**Goal**
Pick out and copy every line of the items below that contains the word "patch". Matches must have the same case.

**The input**

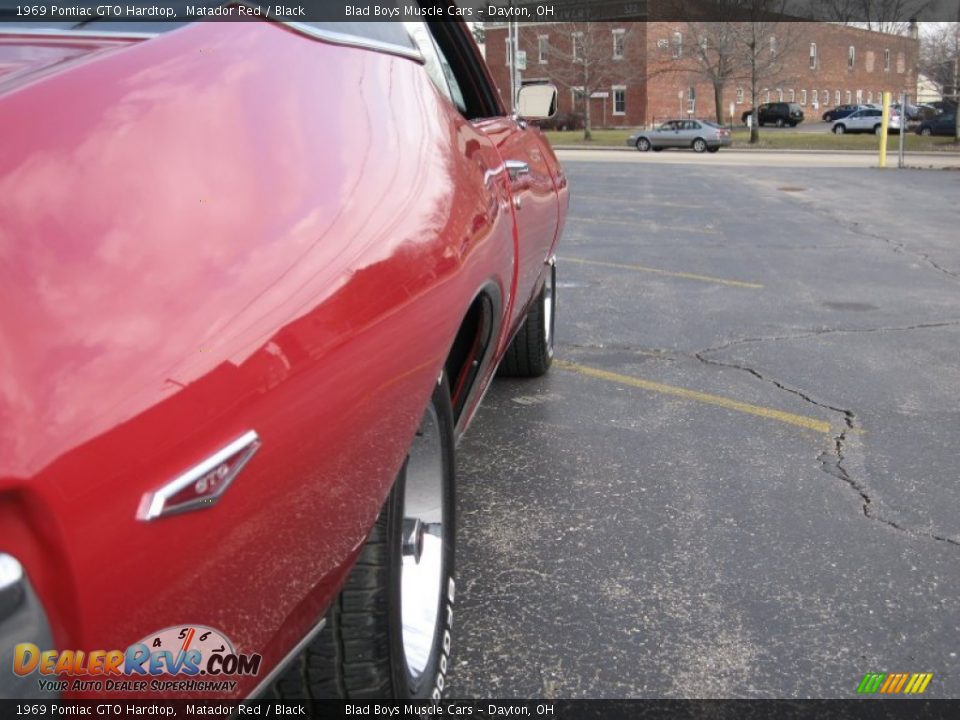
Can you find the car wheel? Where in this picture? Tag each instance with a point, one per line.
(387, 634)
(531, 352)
==
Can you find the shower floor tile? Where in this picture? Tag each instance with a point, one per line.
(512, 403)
--
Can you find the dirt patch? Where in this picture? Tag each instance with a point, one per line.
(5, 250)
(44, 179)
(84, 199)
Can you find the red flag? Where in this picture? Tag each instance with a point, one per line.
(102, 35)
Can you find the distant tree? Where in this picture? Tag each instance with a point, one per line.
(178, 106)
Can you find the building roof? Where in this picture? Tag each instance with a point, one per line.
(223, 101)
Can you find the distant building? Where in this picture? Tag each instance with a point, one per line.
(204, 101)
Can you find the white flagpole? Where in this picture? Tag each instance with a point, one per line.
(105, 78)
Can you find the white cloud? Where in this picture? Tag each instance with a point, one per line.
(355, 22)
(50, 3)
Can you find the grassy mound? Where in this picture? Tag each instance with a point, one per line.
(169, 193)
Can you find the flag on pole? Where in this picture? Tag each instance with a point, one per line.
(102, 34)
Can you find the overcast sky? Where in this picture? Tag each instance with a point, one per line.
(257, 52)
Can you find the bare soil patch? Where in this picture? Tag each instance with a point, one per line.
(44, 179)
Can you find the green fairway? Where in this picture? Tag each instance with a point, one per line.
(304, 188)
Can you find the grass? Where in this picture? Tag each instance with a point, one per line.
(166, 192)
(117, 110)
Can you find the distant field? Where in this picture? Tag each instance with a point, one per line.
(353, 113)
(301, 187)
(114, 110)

**Answer**
Can you find the dirt patch? Where in this picture? Tag each instance with a point, one per line.
Can you find the bare soil patch? Where in this picture? Tag each instance with a point, one per line.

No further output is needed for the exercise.